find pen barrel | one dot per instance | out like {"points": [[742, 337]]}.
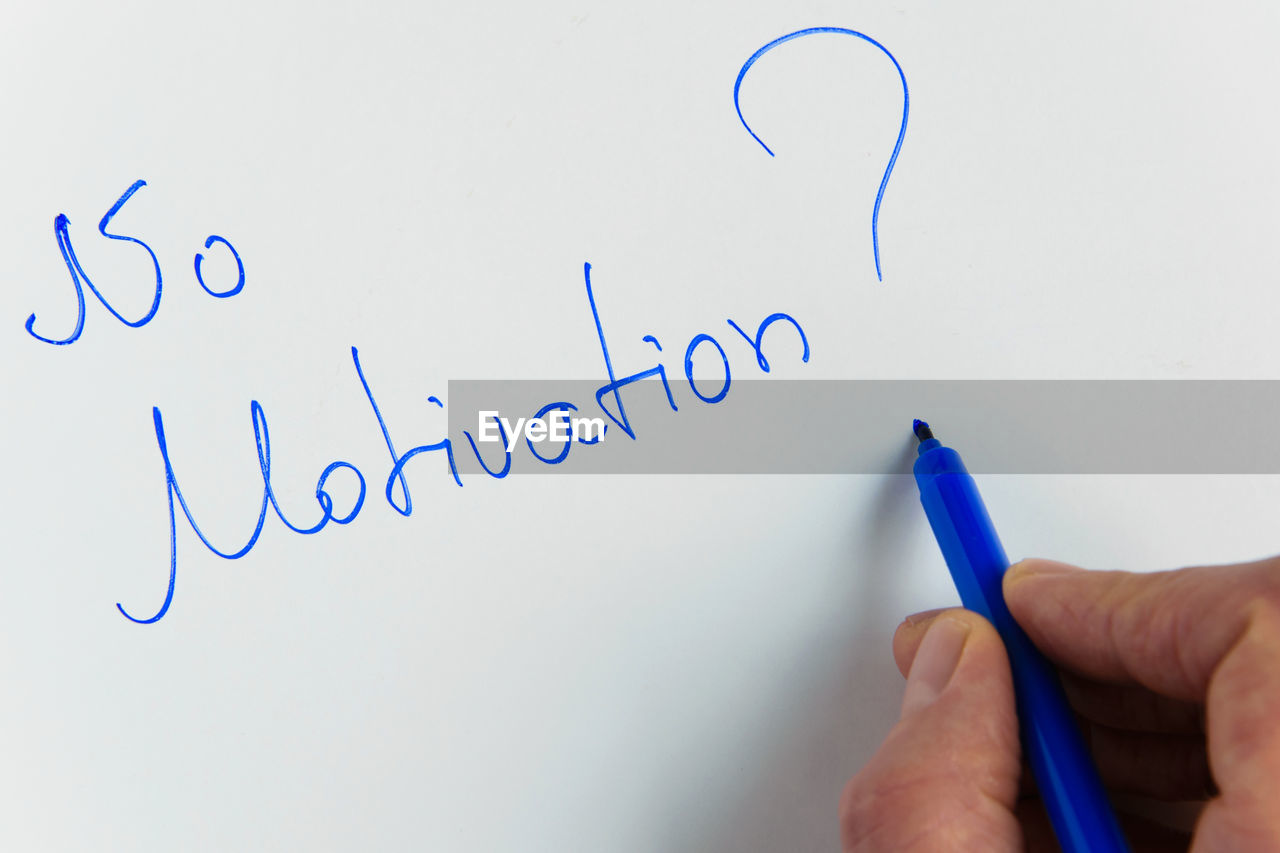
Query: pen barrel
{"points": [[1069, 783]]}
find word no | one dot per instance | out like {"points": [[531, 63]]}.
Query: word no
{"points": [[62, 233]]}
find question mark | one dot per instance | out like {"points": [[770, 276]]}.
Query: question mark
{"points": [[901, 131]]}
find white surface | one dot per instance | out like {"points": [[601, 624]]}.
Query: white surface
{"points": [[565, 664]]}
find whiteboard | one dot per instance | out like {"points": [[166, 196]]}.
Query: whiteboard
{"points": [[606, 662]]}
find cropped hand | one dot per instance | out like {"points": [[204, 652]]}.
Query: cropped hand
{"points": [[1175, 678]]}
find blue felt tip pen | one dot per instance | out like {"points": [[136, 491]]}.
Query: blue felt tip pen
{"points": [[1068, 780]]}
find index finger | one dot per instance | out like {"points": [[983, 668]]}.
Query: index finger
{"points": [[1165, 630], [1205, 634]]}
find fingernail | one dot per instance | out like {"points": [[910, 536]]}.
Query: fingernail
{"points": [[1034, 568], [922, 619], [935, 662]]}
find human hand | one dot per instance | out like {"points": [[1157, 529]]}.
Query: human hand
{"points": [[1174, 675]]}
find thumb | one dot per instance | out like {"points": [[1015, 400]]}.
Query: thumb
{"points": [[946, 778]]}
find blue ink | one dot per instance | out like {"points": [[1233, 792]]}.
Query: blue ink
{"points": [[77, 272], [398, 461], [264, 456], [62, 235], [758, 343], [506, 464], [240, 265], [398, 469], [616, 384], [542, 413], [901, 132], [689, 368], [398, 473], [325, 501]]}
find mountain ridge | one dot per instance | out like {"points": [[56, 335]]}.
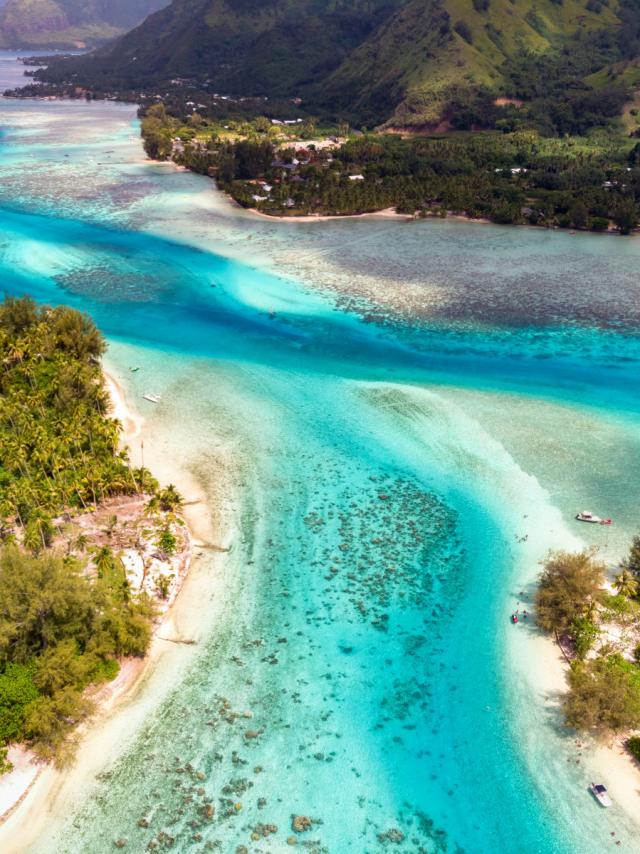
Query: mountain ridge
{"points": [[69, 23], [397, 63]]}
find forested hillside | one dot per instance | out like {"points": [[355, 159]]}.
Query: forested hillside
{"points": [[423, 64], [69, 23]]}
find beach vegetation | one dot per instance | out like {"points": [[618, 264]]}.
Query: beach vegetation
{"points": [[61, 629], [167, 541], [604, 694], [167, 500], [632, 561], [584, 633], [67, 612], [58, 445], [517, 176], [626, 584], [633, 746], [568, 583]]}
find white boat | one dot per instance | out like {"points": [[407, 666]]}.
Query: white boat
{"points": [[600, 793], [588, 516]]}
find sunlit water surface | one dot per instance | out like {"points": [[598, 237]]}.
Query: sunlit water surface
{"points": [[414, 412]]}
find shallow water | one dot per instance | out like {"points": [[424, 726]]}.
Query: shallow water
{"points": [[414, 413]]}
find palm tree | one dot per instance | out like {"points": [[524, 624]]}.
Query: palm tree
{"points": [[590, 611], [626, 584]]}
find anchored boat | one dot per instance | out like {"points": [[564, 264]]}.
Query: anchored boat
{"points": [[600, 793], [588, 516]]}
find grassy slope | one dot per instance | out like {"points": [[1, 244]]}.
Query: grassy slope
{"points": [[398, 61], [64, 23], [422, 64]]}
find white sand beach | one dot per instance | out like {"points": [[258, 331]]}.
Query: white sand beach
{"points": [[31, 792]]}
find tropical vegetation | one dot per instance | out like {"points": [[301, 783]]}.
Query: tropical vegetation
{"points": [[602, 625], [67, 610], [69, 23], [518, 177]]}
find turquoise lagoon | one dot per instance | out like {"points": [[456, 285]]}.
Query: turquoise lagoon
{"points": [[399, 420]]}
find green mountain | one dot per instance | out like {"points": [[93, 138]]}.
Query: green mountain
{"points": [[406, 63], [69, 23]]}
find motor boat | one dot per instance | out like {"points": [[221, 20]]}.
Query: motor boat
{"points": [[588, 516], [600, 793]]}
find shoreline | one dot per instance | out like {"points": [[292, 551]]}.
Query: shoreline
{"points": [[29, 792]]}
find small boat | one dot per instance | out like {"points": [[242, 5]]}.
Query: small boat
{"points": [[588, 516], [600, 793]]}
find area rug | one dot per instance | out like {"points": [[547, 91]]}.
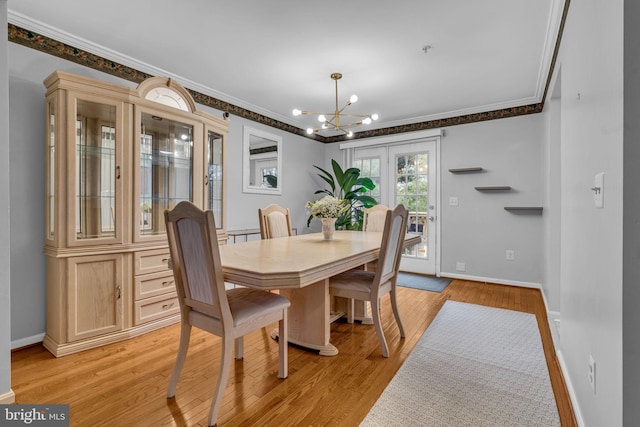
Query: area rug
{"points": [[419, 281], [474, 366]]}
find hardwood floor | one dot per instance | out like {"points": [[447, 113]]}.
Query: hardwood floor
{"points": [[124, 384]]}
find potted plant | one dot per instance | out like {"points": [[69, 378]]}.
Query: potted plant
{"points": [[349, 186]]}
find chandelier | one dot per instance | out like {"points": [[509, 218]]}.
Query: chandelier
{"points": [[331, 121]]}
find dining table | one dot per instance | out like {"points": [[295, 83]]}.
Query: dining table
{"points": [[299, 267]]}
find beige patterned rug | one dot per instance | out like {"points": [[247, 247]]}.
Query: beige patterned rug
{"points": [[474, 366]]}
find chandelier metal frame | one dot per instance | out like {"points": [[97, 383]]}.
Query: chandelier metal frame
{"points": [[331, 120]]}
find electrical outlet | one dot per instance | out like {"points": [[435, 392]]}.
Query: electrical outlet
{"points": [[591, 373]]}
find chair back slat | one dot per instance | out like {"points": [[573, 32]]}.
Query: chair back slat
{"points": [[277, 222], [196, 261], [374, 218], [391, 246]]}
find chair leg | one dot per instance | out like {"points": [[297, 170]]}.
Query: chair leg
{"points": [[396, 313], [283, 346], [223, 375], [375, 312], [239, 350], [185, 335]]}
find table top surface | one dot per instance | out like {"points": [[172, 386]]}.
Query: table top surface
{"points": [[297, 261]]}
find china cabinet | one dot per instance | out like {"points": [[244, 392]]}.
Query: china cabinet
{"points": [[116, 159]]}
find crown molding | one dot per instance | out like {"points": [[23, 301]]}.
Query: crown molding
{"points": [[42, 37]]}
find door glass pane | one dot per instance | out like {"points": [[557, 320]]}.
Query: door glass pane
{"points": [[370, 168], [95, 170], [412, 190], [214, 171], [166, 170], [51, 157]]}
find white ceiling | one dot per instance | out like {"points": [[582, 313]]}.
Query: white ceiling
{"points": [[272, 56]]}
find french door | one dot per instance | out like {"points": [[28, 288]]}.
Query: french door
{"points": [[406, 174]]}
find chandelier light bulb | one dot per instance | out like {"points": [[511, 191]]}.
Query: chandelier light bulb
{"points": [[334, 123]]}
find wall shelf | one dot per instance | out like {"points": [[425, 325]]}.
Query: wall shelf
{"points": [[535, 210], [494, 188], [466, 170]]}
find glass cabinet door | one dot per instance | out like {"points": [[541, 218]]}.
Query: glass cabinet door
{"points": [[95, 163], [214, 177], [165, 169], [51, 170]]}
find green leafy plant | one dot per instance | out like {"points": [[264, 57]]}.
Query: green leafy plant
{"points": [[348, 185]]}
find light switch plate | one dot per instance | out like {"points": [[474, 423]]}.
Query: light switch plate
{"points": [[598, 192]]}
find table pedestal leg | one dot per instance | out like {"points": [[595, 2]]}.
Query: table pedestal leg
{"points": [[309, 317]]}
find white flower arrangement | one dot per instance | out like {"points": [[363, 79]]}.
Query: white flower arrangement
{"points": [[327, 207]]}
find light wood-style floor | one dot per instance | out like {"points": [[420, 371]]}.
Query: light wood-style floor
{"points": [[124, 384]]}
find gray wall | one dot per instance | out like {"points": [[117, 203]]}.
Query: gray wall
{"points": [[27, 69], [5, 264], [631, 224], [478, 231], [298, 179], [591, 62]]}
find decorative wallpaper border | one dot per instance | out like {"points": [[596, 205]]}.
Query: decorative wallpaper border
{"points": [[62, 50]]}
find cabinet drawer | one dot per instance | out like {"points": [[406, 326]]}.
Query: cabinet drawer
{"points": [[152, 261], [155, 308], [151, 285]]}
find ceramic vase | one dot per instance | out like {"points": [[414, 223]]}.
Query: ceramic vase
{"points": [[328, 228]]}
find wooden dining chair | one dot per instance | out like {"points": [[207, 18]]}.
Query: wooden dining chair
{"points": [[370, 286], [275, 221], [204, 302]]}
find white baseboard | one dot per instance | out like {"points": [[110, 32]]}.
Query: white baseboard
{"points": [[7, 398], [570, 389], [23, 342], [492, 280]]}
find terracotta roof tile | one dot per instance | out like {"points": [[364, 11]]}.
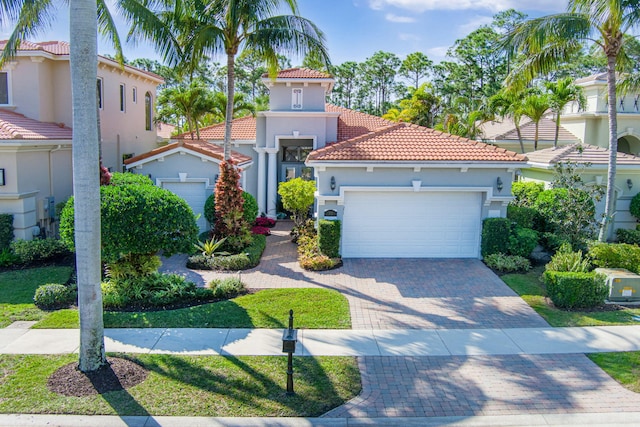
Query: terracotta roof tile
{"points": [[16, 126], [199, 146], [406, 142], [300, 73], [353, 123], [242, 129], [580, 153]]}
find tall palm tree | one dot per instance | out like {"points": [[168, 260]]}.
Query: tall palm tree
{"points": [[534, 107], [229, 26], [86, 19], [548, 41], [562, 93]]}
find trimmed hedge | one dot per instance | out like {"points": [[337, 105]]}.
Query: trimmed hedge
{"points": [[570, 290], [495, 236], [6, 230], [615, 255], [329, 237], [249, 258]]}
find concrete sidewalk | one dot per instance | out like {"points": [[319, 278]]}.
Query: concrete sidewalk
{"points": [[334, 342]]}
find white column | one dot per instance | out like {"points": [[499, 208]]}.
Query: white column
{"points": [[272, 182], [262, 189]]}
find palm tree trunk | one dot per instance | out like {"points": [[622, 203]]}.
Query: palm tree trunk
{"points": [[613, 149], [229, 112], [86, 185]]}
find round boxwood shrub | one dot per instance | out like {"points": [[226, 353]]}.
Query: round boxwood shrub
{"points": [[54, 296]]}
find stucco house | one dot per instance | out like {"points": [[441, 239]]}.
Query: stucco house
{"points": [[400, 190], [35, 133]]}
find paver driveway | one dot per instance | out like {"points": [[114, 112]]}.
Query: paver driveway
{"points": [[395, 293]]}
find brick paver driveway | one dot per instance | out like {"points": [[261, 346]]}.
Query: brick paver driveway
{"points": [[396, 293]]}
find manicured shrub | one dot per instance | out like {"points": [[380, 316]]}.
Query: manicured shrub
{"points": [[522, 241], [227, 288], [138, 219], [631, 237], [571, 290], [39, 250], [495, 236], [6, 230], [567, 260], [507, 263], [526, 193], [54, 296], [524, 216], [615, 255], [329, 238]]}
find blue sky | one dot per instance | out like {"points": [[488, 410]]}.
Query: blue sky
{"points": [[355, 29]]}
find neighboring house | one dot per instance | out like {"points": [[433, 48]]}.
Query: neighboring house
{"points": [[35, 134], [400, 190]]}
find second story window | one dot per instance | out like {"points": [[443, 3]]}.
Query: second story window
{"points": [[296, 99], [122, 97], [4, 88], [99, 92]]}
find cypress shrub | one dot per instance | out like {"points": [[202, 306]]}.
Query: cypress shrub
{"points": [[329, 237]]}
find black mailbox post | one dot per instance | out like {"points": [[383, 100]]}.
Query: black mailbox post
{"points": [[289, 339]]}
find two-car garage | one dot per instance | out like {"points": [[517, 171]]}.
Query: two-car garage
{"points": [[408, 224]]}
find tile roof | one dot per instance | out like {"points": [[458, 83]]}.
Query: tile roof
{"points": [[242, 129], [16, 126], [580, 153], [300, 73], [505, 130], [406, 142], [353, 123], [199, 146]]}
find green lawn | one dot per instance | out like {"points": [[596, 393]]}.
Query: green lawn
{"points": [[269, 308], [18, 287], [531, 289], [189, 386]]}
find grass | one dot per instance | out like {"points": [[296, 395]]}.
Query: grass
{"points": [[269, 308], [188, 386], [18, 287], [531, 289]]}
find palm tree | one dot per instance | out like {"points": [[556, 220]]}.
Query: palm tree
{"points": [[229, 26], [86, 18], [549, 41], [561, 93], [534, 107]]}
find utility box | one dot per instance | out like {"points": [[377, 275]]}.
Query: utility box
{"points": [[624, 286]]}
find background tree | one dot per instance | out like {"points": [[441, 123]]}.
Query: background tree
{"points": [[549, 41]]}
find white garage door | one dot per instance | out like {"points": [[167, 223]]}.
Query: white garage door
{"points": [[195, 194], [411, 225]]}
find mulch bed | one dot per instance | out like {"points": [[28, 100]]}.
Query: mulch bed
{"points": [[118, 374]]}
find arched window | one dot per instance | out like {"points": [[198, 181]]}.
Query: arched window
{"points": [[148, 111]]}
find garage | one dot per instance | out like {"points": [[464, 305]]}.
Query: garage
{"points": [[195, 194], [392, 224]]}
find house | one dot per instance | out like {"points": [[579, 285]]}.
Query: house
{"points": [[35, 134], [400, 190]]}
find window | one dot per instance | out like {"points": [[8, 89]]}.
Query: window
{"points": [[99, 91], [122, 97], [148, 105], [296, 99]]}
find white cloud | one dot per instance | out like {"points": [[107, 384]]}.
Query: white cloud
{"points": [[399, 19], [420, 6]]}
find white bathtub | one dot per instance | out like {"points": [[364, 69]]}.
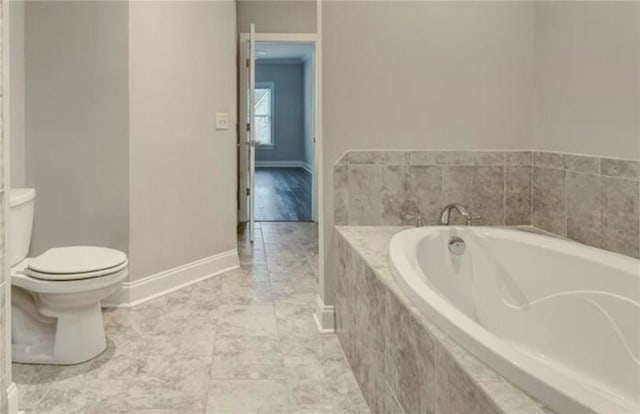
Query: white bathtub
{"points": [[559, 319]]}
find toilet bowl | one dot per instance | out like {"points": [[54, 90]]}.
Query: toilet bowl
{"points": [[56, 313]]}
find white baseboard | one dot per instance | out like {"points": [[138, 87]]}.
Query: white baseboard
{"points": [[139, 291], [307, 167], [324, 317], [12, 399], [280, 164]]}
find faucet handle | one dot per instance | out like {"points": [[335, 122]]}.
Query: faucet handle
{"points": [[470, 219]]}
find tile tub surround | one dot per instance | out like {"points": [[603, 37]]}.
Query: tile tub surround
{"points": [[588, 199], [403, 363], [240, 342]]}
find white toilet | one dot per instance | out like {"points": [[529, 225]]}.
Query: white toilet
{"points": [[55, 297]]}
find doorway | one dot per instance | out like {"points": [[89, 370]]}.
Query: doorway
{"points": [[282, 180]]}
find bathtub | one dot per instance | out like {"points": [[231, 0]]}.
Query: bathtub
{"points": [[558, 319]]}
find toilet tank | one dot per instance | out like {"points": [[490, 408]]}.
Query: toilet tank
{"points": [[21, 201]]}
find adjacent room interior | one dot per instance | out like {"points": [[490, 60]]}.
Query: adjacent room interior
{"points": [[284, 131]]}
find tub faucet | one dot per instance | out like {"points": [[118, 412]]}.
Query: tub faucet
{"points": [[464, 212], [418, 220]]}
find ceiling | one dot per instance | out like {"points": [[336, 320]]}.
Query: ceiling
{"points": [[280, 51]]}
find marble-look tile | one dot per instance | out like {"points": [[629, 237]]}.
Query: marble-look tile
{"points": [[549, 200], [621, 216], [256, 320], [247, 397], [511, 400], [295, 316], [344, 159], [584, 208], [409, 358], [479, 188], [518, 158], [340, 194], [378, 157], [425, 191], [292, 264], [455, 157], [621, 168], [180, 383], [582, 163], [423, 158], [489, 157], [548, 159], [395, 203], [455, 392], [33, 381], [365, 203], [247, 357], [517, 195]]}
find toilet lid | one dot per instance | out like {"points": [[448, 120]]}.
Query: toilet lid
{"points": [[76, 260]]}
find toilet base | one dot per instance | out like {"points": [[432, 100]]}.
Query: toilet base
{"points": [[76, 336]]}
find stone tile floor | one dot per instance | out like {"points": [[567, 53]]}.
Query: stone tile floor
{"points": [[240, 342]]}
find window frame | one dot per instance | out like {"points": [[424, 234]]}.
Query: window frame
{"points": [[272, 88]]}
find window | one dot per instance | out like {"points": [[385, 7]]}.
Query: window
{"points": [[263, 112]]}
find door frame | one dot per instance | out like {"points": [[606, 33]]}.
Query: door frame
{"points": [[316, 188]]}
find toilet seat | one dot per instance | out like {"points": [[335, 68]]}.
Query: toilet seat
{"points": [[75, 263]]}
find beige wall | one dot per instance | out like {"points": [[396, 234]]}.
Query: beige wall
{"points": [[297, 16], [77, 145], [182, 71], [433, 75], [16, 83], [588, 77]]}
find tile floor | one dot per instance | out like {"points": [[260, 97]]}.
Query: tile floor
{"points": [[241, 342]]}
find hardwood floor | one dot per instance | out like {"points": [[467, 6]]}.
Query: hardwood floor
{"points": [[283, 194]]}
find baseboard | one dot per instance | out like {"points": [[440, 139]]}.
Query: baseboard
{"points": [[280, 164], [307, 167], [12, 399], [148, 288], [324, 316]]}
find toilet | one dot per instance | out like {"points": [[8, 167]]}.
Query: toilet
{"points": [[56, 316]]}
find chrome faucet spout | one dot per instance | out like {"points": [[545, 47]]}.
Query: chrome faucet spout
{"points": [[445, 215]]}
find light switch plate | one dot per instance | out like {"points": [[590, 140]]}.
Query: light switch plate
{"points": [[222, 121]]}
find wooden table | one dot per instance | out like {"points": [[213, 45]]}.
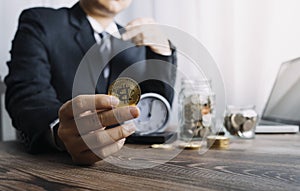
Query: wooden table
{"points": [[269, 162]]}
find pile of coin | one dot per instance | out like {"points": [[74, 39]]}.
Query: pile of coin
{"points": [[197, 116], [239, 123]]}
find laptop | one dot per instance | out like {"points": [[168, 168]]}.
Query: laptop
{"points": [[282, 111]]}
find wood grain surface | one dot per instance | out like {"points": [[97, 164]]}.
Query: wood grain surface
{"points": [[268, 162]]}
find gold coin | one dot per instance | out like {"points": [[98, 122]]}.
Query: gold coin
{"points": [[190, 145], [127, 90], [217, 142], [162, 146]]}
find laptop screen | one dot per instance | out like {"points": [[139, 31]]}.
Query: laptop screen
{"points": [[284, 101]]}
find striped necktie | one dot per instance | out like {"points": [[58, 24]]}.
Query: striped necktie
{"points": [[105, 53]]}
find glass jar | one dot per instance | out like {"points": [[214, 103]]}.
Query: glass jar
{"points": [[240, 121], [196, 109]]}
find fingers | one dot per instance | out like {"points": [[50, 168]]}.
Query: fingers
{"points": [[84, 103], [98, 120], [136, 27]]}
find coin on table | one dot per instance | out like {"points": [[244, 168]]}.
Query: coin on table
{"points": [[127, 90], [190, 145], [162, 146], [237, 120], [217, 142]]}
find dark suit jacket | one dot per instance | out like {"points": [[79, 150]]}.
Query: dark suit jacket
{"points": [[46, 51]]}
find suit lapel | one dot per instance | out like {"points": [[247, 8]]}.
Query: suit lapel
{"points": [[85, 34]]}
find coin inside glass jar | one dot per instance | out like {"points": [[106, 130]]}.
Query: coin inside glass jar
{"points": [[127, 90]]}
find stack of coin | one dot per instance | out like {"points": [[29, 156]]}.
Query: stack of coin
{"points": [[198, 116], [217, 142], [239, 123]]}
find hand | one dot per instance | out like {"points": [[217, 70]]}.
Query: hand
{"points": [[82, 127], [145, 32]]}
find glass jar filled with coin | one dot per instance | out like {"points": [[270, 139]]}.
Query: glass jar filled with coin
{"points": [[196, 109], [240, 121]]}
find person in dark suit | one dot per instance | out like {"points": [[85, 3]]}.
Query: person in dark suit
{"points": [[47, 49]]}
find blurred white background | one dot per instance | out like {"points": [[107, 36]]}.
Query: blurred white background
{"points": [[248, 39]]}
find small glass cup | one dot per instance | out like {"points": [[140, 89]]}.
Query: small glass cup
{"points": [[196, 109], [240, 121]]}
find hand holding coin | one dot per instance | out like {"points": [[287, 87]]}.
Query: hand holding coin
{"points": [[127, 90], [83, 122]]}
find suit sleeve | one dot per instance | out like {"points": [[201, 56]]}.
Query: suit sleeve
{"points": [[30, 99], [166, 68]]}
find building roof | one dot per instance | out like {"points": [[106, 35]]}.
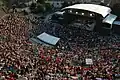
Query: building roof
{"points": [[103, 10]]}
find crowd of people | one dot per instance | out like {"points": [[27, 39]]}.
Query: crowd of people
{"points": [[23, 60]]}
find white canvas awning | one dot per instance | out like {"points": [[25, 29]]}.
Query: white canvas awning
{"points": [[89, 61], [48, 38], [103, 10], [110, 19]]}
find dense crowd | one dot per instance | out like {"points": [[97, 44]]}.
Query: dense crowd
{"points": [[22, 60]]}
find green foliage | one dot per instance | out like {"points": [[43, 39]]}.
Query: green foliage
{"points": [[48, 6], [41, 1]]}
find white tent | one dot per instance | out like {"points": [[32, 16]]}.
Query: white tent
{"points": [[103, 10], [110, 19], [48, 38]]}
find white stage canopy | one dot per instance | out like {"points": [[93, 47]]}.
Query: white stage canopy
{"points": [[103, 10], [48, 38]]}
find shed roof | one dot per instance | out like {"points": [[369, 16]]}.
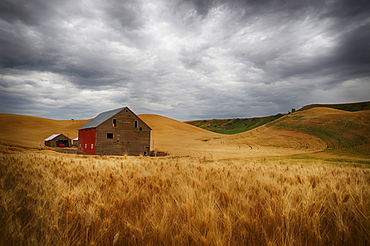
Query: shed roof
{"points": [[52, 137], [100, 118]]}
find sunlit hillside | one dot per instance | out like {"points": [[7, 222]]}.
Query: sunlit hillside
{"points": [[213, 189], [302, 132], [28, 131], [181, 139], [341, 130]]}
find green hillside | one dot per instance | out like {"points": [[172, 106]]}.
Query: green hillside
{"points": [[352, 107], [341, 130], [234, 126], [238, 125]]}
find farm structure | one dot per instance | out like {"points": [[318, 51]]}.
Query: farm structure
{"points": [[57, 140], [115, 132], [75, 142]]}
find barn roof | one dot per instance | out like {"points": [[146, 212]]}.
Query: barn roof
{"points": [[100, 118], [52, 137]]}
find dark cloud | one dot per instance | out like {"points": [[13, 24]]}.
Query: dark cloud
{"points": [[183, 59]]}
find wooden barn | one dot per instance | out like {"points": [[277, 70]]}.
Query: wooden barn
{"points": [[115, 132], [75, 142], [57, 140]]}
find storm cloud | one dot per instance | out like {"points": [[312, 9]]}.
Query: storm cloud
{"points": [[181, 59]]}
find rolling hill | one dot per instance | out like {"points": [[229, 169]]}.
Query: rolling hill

══════════════════════════════

◆ **WORK TO DO**: Copy verbatim the stretch of rows from the line containing "find rolling hill" through the end of the rows.

◆ **COMPLETED EXERCISE**:
find rolling hill | one dot per instance | out like {"points": [[229, 169]]}.
Query: rolling hill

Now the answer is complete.